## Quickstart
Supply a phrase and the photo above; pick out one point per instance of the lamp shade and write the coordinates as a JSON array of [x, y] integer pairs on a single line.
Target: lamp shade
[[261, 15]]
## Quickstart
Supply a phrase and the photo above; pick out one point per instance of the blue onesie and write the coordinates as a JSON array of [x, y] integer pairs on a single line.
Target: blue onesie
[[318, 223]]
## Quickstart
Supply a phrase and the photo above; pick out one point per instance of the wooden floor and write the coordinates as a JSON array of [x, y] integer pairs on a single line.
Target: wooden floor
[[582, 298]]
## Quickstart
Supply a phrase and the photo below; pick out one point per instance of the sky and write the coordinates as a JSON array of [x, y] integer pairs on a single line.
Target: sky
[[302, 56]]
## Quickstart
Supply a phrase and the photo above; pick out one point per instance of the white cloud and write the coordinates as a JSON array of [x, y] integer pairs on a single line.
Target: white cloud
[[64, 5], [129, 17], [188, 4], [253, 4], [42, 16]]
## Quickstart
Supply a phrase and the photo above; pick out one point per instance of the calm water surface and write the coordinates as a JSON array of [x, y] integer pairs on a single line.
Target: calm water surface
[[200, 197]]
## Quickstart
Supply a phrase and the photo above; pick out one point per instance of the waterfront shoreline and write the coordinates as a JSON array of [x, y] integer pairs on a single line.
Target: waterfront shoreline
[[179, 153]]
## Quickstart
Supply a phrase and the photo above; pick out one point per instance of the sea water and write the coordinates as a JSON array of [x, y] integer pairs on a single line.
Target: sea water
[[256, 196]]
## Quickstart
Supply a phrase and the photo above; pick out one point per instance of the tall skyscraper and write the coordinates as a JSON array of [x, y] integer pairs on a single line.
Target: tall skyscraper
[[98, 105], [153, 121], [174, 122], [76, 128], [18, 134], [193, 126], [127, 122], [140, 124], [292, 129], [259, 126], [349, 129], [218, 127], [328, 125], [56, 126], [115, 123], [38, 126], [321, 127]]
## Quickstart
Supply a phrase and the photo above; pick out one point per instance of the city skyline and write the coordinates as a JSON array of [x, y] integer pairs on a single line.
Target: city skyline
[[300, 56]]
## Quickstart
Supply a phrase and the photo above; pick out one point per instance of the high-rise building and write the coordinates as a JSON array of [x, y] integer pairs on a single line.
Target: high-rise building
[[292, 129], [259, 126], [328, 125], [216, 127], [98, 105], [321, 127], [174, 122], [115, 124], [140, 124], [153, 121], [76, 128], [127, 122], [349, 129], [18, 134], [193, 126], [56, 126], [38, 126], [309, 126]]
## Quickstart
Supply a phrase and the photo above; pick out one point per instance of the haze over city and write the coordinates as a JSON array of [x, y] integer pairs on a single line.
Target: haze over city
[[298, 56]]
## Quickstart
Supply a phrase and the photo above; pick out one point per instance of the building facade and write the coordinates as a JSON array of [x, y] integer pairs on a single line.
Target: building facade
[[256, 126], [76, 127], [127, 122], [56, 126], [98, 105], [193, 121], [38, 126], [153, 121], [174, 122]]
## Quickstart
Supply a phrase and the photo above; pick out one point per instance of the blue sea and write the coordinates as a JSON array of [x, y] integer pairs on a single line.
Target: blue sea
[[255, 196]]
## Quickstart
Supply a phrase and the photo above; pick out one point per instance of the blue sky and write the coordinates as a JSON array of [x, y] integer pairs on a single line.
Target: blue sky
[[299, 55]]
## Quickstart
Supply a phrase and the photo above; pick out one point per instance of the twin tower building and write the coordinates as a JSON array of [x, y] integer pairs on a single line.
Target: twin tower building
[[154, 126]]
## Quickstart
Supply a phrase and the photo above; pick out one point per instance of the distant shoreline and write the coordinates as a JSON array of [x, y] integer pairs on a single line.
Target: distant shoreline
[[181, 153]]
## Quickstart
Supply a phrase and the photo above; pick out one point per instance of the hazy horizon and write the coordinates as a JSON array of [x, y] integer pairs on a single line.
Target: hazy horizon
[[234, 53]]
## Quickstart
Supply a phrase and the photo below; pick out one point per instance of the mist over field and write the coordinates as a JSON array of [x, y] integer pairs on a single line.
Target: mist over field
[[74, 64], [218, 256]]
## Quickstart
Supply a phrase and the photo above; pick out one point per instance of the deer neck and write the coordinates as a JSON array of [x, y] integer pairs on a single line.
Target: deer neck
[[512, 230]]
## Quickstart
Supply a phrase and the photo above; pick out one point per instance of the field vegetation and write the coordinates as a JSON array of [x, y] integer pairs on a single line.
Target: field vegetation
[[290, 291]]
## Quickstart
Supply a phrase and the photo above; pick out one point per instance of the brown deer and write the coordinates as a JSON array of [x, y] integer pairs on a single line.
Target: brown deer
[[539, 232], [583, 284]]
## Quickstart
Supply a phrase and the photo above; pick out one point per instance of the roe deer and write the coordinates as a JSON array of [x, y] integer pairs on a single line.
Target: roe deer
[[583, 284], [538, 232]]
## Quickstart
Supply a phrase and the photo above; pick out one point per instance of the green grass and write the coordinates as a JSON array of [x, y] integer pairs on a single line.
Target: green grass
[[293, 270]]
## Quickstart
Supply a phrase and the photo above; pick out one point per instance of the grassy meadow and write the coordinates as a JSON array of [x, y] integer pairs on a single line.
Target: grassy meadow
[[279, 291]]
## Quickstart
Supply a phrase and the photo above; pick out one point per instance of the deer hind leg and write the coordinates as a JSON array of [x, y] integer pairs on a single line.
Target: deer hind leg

Stated exercise → Every line above needs to be retyped exactly.

The completed task →
## Quickstart
Supply a phrase and the photo above; pick out one point per instance of the lamp shade and write the coordinates as a JSON array of [x, y] integer pairs on a single line.
Target: lamp shade
[[261, 15]]
## Quickstart
Supply a phrase and the photo above; pick out one point per instance of the blue onesie and write the coordinates as a JSON array of [x, y] integer pairs on a single line.
Target: blue onesie
[[318, 223]]
## Quickstart
Supply a phrase and the photo above; pick out one point per instance of the wooden floor and write the coordinates as a JSON array of [x, y] integer pairs on a single line.
Target: wooden floor
[[582, 298]]
## Quickstart
Supply a phrase and the photo below; pick out one point per instance of the sky and write the coordinates as a JSON array of [x, y] integer pairs on a single line.
Target: sky
[[302, 56]]
## Quickstart
Supply a phrase and the photo above; pick out one point per instance of the white cloud and write the coordinates as a JSON array of [x, y] integer pairs on a single line.
Target: white cloud
[[64, 5], [129, 17], [188, 4], [253, 4], [42, 16]]
## Quickstart
Supply a phrase and the photo above; pick out one point per instance of the calm water surface and write the coordinates as a JSON array of [x, y] integer pairs on a single line.
Target: calm water surface
[[200, 197]]
## Quickstart
Supply a phrase and the photo above; pick out one point per instance of the waterfront shoreline and write the coordinates as a JSON array of [x, y] integer pairs on a single line.
Target: waterfront shoreline
[[179, 153]]
## Quickstart
Supply a phrase and the photo above; pick out one point per instance of the sea water and write the coordinates as a JSON array of [x, y] integer pairs on a single line.
Target: sea water
[[256, 196]]
## Quickstart
Supply a phrase and the photo above; pick out one point per instance of the tall skyscraper and write the coordinates as a JSON array of [x, y] integer pairs on a single line.
Target: tall skyscraper
[[98, 105], [153, 121], [174, 122], [76, 128], [18, 134], [193, 126], [127, 122], [140, 124], [292, 129], [259, 126], [349, 129], [218, 127], [328, 125], [56, 126], [115, 123], [38, 126], [321, 127]]
## Quickstart
Supply a phrase and the photo above; pick out one point per instance of the city skyline and write the coordinates as a JSON array of [x, y] integer pairs on a single line.
Target: city skyline
[[300, 56]]
## Quickstart
Supply a phrase and the photo above; pick out one point per instance of the high-rise building and write the coordinates as a JSON array of [x, y] integer pairs on a single line.
Target: high-rise building
[[292, 129], [259, 126], [328, 125], [216, 127], [98, 105], [321, 127], [174, 122], [115, 124], [140, 124], [153, 121], [76, 128], [127, 122], [349, 129], [18, 134], [193, 126], [56, 126], [38, 126], [309, 126]]
## Quickstart
Supply a phrase and the photo above; pick out one point per instance of the haze over city and write the coordinates as a JSON array of [x, y] integer pairs on a single line.
Target: haze over city
[[298, 56]]
## Quickstart
Supply a phrase and the photo above; pick out one point per instance of the building facade and write the coordinates as a JSON array of [x, y] integer pairs on a single line.
Target: building facade
[[256, 126], [76, 127], [127, 122], [56, 126], [98, 105], [193, 121], [38, 126], [153, 121], [174, 122]]
## Quickstart
Supply a phrase and the photo above; pick out one point per instance of the blue sea and write the coordinates as a JSON array of [x, y] integer pairs on a single line.
Target: blue sea
[[255, 196]]
## Quickstart
Supply a phrase and the photo above; pick out one point per instance of the blue sky and write the coordinates as a JSON array of [x, y] integer pairs on a single line.
Target: blue sky
[[299, 55]]
## Quickstart
Supply a phrase and the photo above; pick out one point per instance of the twin tower building and write the coordinates as a JSON array of [x, y] integer pairs on a single line.
Target: twin tower building
[[154, 126]]
## Quickstart
Supply a phrase and the photo above; pick out one point per instance of the distant shoreline and write the coordinates as a JSON array of [x, y] integer pairs on a single line.
Target: distant shoreline
[[181, 153]]
## Quickstart
Supply a phrase and the photo above; pick out one point per instance of the hazy horizon and write the coordinates as a JSON array of [x, y] integer pairs on a single line.
Target: hazy horizon
[[234, 53]]
## Quickstart
Supply a phrase and the photo below; pick out one point per instance of the mist over field and write the coordinates as a JSON array of [x, y] integer pairs on a single line.
Target: mist over field
[[74, 64], [218, 256]]
## Quickstart
Supply a phrase and the photo above; pick out one point per instance of the deer neck and write the coordinates as a JSON array of [x, y] integer pairs on a single line.
Target: deer neck
[[512, 230]]
## Quickstart
Supply a phrase and the photo above; pick out one point per instance of the field vegetation and write the coordinates as a JSON array of [x, y] integer pairs on a single line.
Target: field vegetation
[[290, 291]]
## Quickstart
Supply a phrase and the photo above; pick out one point per instance of the brown deer and write the coordinates as a JSON array of [x, y] integer pairs on a single line.
Target: brown deer
[[539, 232], [583, 284]]
## Quickstart
Supply a phrase and the photo above; pick out one point per instance of the roe deer and write the coordinates as a JSON array of [x, y] integer pairs on a single line.
Target: roe deer
[[583, 284], [538, 232]]
## Quickstart
Supply a phrase and the photo above; pick out one point per instance of the green grass and write the coordinates as a JSON array of [x, y] integer pairs on a single line.
Target: green grass
[[293, 270]]
## Quickstart
Supply a phrase and the photo above; pick out one point per instance of the grassy meadow and write the coordinates as a JSON array of [x, y] integer pairs on a single line.
Target: grassy meadow
[[279, 291]]
## Quickstart
Supply a phrase and the photo above; pick out one point per instance of the deer hind leg and write the coordinates as a JSON array of [x, y] integer pairs on a single line.
Target: deer hind leg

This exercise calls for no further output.